* _WHAT YOU WILL DO_:
Copy these lines word for word.

* _Position identification records_:
+++

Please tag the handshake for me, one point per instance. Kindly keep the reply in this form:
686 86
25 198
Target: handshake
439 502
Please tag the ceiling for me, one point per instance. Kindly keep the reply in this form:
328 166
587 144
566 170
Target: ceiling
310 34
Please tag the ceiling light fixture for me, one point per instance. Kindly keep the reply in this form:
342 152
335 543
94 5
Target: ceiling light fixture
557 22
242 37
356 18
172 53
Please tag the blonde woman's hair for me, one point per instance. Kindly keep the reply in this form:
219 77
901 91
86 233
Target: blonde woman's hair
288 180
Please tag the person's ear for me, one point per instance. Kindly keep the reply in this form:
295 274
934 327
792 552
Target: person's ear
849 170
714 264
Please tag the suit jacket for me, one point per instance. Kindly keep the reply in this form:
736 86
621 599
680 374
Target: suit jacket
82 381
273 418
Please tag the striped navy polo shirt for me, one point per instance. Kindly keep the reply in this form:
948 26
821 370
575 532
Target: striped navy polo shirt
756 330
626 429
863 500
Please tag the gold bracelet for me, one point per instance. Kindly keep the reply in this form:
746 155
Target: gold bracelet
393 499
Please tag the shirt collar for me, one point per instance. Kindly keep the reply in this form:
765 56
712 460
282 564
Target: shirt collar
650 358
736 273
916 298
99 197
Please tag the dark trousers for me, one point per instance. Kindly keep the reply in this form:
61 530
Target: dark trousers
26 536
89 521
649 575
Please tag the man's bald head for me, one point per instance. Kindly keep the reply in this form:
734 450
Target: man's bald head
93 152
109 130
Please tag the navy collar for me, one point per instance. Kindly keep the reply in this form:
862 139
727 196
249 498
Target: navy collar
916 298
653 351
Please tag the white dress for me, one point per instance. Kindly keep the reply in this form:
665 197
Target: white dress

+++

* _RESULT OF THE TASK_:
Please tag the handshake for me, one point per instance. Kindly keep the reply in this form:
686 86
25 198
Target: handshake
439 502
Please tag the ceiling for me, one point per instance. Kindly keep the reply in this form:
328 166
587 144
566 170
Target: ceiling
310 34
Please tag the ceiling light fixture for me, one point per instance. Kindly keep the reply in this form:
342 152
335 543
94 5
Target: ceiling light fixture
557 22
242 37
356 18
172 53
Please tag the blonde woman's hair for me, one point per instance. Kindly keep the reply in this form:
219 77
901 91
86 233
Target: blonde woman's hair
288 180
Please tag the person's ear for me, one point per instance. Kindly keep the reply in this form:
295 274
934 327
792 552
Target: person's ear
849 170
714 264
Please tag the suit jacket for me, one point per instance. Kindly keep the reply in this form:
736 86
621 599
680 374
Target: suit jacket
82 381
273 418
Please tag the striped navy polo shirt for me, one point per instance. Kindly keep the reply in this form:
948 26
821 370
575 532
Target: striped navy polo shirt
756 330
626 429
863 500
Please tag the gold bracelet for me, one point per instance. Kindly keep the reply in this form:
746 155
Target: gold bracelet
393 499
Please tag the shirt collar for me, one point per instance. Kindly keep the reply in this form:
765 56
712 460
282 564
Target: shirt collar
650 358
736 273
916 298
99 197
Please tag the dark trousers for me, one point per instance. Kindly keep the reply in this form:
61 530
Target: dark trousers
26 536
89 521
649 575
Please tag the man's bald head for me, one point per instance. Kindly keep the reply in this form:
734 450
Target: man's bald head
93 152
109 130
Please tag the navy collar for me, one point per instance. Kindly keep the reply in this form:
862 139
727 196
249 498
Target: navy collar
916 298
653 351
Please tag the white dress for me, one point per instance. Kindly keep the reply in this form:
665 197
Target: white dress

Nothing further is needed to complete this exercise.